● **GOAL**
How many lines in the records below contain the word "every"? Case counts, and your reply should be the number alone.

— Start INFORMATION SHOWN —

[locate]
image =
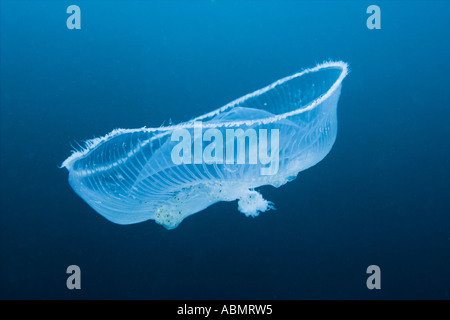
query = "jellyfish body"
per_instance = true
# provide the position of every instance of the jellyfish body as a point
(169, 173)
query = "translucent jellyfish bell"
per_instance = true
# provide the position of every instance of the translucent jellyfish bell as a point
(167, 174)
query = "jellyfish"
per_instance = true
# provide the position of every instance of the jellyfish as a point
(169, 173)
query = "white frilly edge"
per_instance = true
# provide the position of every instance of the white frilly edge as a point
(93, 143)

— End INFORMATION SHOWN —
— Start INFORMATION SHOWN —

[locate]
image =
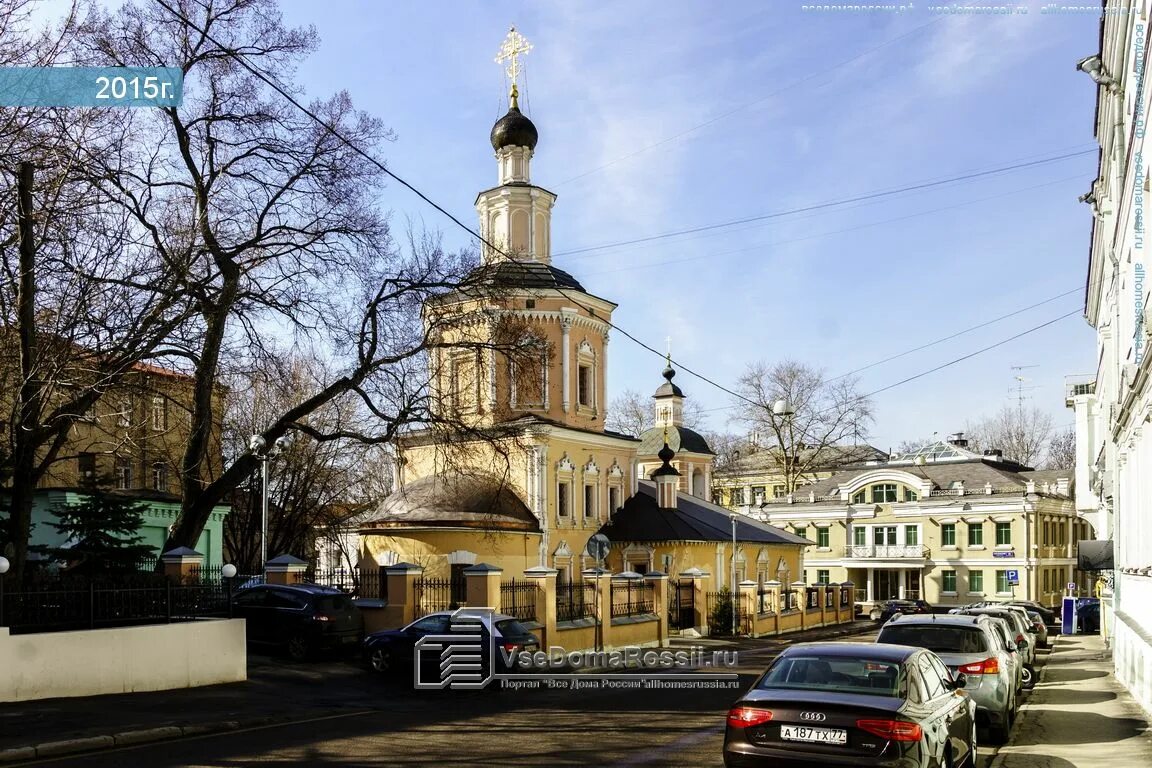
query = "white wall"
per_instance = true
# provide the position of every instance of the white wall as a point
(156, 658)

— End INFORMATION SHOWN —
— Start INFORMATION SHOWN —

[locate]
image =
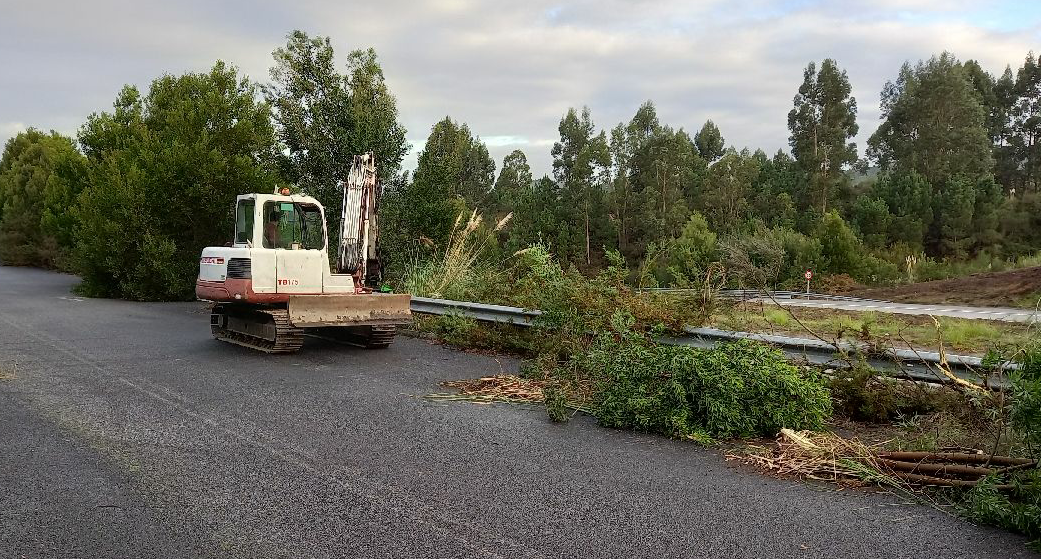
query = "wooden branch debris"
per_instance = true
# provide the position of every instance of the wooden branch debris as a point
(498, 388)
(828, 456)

— End INFORMATION SHOWN —

● **RESULT OF THIS TASK**
6